Present every line of the records below as a Markdown table with two columns, Row and Line: number the rows in order, skip blank lines, and leave the pictures out.

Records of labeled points
------
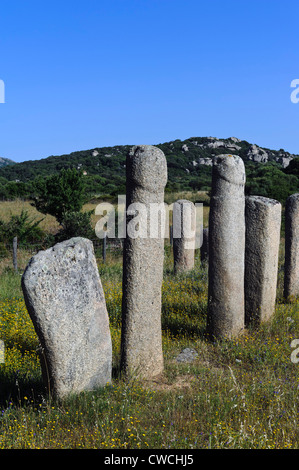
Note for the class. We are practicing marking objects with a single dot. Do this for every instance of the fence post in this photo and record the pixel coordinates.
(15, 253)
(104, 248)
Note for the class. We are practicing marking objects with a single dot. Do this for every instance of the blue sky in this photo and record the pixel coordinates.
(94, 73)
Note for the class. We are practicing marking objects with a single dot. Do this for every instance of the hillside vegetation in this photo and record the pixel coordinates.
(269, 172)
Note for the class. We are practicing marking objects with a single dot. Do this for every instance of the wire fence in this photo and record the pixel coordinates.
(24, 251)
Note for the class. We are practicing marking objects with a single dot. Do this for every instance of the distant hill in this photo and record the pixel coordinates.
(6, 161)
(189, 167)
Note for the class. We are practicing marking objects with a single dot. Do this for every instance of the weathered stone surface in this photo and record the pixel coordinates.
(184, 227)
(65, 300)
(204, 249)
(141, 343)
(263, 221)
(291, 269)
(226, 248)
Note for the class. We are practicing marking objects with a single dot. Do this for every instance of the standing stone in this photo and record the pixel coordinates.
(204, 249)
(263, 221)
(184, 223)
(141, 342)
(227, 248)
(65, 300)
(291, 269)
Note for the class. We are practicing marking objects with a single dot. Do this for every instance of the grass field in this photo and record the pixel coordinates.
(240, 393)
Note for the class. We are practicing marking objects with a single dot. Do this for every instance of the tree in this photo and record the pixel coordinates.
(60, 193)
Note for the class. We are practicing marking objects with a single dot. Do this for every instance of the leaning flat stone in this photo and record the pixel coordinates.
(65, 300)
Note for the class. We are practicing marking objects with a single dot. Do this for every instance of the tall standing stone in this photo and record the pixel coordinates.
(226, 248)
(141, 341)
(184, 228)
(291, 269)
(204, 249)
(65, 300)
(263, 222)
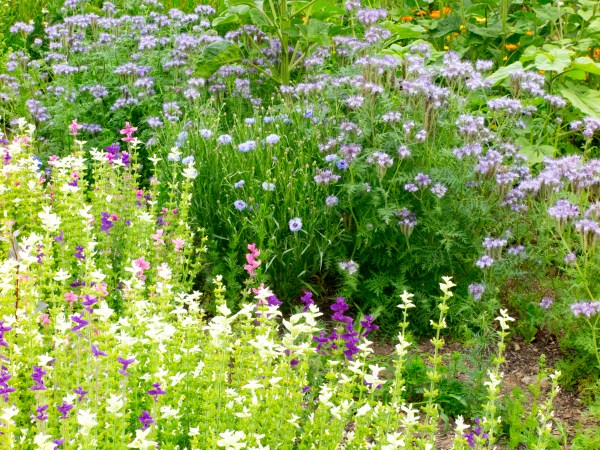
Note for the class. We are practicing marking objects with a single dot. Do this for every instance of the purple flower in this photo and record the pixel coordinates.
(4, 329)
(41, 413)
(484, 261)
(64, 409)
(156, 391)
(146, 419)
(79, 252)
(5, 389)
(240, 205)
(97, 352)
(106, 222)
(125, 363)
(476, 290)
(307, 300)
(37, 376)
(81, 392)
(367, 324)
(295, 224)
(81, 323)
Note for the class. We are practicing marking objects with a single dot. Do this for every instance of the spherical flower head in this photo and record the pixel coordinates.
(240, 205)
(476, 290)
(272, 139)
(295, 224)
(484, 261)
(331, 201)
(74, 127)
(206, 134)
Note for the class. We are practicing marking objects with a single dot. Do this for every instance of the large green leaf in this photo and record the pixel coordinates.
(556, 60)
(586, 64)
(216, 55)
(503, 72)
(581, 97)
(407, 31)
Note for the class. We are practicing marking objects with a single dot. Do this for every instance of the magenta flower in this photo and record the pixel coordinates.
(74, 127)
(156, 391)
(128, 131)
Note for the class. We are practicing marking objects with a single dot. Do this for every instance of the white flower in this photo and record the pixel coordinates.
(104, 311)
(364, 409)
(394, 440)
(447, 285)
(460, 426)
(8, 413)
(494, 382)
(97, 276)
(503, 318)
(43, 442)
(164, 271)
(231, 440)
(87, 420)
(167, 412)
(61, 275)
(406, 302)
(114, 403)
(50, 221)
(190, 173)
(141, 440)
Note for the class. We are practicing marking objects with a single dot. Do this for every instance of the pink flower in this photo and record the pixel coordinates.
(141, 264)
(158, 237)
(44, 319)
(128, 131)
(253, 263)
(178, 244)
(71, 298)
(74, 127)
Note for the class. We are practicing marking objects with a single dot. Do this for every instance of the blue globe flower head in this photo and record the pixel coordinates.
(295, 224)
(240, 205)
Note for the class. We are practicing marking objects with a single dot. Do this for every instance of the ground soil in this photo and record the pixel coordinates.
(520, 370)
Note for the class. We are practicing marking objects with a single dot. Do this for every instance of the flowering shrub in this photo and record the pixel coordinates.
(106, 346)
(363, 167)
------
◆ **Exercise solution**:
| Row | Line |
|---|---|
| 1 | Note for the class. We are practicing marking objects with a single dot. Do this for every instance of the fence post in this photo and record the pixel coordinates. |
| 2 | (15, 253) |
| 3 | (104, 248) |
| 4 | Note for the class. We are practicing marking objects with a single dot. Do this for every instance of the blue sky in this photo and record the pixel coordinates. |
| 5 | (94, 73) |
| 6 | Note for the class. We are practicing marking objects with a single dot. Do this for every instance of the hillside vegetation in this photo and record the pixel coordinates. |
| 7 | (269, 172) |
| 8 | Note for the class. We are practicing marking objects with a single dot. Do this for every instance of the wire fence in this photo and record the pixel coordinates. |
| 9 | (24, 251) |
| 10 | Note for the class. We are practicing marking objects with a single dot. Do this for every instance of the distant hill in this photo and record the pixel coordinates. |
| 11 | (6, 161) |
| 12 | (189, 167) |
| 13 | Note for the class. We are practicing marking objects with a single dot. Do this for every instance of the weathered stone surface in this photo and record the pixel coordinates. |
| 14 | (184, 227) |
| 15 | (65, 300) |
| 16 | (204, 249) |
| 17 | (141, 343) |
| 18 | (263, 221) |
| 19 | (291, 269) |
| 20 | (226, 248) |
| 21 | Note for the class. We are practicing marking objects with a single dot. Do this for every instance of the standing stone in this photo and record the pixel coordinates. |
| 22 | (204, 249) |
| 23 | (263, 221) |
| 24 | (184, 223) |
| 25 | (141, 342) |
| 26 | (227, 248) |
| 27 | (65, 300) |
| 28 | (291, 269) |
| 29 | Note for the class. We are practicing marking objects with a single dot. Do this for every instance of the grass field in this photo and record the pixel coordinates. |
| 30 | (240, 393) |
| 31 | Note for the class. We are practicing marking objects with a single dot. Do this for every instance of the tree in this photo and record the pixel coordinates. |
| 32 | (60, 193) |
| 33 | Note for the class. We are practicing marking objects with a single dot. Do this for every instance of the leaning flat stone in this photo and record the pixel coordinates. |
| 34 | (65, 300) |
| 35 | Note for the class. We are practicing marking objects with a single dot. Do this for every instance of the tall standing stone in this photo and record the pixel coordinates. |
| 36 | (226, 248) |
| 37 | (141, 341) |
| 38 | (184, 228) |
| 39 | (291, 269) |
| 40 | (204, 249) |
| 41 | (65, 300) |
| 42 | (263, 222) |
| 43 | Note for the class. We are practicing marking objects with a single dot. Do this for every instance of the purple flower in this photo and record the pixel coordinates. |
| 44 | (4, 329) |
| 45 | (41, 413) |
| 46 | (484, 261) |
| 47 | (64, 409) |
| 48 | (156, 391) |
| 49 | (146, 419) |
| 50 | (79, 252) |
| 51 | (5, 389) |
| 52 | (240, 205) |
| 53 | (97, 352) |
| 54 | (106, 222) |
| 55 | (125, 363) |
| 56 | (476, 290) |
| 57 | (307, 300) |
| 58 | (37, 376) |
| 59 | (81, 392) |
| 60 | (367, 324) |
| 61 | (295, 224) |
| 62 | (81, 323) |
| 63 | Note for the class. We are practicing marking objects with a single dot. Do this for every instance of the spherical flower head in this photo and record the pixel coordinates. |
| 64 | (240, 205) |
| 65 | (476, 290) |
| 66 | (272, 139) |
| 67 | (295, 224) |
| 68 | (484, 261) |
| 69 | (331, 201) |
| 70 | (74, 127) |
| 71 | (206, 134) |
| 72 | Note for the class. We are practicing marking objects with a single dot. Do this for every instance of the large green leaf in this photo and record the pixel coordinates. |
| 73 | (556, 60) |
| 74 | (586, 64) |
| 75 | (216, 55) |
| 76 | (503, 72) |
| 77 | (581, 97) |
| 78 | (407, 31) |
| 79 | Note for the class. We are practicing marking objects with a single dot. Do this for every instance of the magenta flower in this photo and record the pixel coordinates. |
| 80 | (74, 127) |
| 81 | (156, 391) |
| 82 | (128, 131) |
| 83 | Note for the class. We are practicing marking objects with a single dot. Do this for every instance of the white flower in this photo and record the pixel coordinates. |
| 84 | (104, 311) |
| 85 | (364, 409) |
| 86 | (394, 440) |
| 87 | (447, 285) |
| 88 | (460, 426) |
| 89 | (8, 413) |
| 90 | (494, 382) |
| 91 | (97, 276) |
| 92 | (503, 318) |
| 93 | (43, 442) |
| 94 | (164, 271) |
| 95 | (231, 440) |
| 96 | (87, 420) |
| 97 | (167, 412) |
| 98 | (61, 275) |
| 99 | (406, 302) |
| 100 | (114, 403) |
| 101 | (50, 221) |
| 102 | (190, 173) |
| 103 | (141, 440) |
| 104 | Note for the class. We are practicing marking objects with a single dot. Do this for every instance of the pink flower in this photo and record the pixel coordinates. |
| 105 | (141, 264) |
| 106 | (158, 237) |
| 107 | (44, 319) |
| 108 | (128, 131) |
| 109 | (253, 263) |
| 110 | (178, 244) |
| 111 | (71, 298) |
| 112 | (74, 127) |
| 113 | Note for the class. We are practicing marking objects with a single dot. Do this for every instance of the blue globe flower head in this photo and record the pixel coordinates. |
| 114 | (295, 224) |
| 115 | (240, 205) |
| 116 | Note for the class. We are practicing marking objects with a single dot. Do this for every instance of the ground soil in this photo and record the pixel coordinates. |
| 117 | (520, 370) |
| 118 | Note for the class. We are practicing marking objects with a single dot. Do this for every instance of the flowering shrub in this photo and record the pixel coordinates. |
| 119 | (106, 346) |
| 120 | (363, 167) |